§ **WHAT YOU WILL DO**:
Report each line of the records below that contains the word "brown", copying every such line in full.
>> Begin
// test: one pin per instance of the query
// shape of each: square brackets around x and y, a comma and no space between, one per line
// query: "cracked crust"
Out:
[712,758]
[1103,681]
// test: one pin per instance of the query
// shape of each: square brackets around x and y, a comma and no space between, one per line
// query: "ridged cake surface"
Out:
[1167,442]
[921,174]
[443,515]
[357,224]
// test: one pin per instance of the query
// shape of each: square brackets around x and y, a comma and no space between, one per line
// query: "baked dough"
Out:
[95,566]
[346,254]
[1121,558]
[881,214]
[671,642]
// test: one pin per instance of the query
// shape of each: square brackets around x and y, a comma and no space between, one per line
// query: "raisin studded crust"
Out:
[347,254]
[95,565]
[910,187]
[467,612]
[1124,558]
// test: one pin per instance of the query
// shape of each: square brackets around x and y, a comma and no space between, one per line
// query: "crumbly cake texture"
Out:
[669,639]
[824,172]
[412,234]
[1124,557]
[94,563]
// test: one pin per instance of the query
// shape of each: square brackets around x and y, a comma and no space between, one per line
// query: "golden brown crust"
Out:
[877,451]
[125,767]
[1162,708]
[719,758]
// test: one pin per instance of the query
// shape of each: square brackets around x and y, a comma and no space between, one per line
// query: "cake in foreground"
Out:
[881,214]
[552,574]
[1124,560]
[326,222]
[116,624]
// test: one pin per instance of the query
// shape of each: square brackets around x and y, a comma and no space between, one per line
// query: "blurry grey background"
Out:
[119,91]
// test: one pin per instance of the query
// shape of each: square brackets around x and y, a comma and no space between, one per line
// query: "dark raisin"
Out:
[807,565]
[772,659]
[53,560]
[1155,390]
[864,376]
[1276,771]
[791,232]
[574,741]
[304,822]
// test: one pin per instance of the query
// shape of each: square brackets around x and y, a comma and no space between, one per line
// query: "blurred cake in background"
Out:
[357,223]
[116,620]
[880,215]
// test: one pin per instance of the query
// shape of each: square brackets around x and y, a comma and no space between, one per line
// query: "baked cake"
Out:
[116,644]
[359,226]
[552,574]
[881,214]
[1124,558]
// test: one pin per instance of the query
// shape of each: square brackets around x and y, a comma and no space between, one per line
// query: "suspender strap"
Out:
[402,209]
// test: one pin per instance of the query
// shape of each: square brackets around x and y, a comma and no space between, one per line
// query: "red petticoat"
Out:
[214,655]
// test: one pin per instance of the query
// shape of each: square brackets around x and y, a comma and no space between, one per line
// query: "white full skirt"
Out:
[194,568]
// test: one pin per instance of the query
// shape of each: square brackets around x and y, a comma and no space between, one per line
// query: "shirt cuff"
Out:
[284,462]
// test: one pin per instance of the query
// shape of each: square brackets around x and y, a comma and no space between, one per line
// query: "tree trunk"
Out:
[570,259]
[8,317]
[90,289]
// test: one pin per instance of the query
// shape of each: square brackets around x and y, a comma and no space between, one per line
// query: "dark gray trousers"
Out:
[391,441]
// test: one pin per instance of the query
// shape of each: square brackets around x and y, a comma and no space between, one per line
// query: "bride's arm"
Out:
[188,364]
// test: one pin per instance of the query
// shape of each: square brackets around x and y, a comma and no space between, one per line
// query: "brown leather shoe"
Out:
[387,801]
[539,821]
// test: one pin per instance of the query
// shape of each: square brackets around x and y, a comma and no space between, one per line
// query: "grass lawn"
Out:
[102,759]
>> End
§ **CORRECT ANSWER**:
// query: "golden brown crust"
// query: "brown leather shoe"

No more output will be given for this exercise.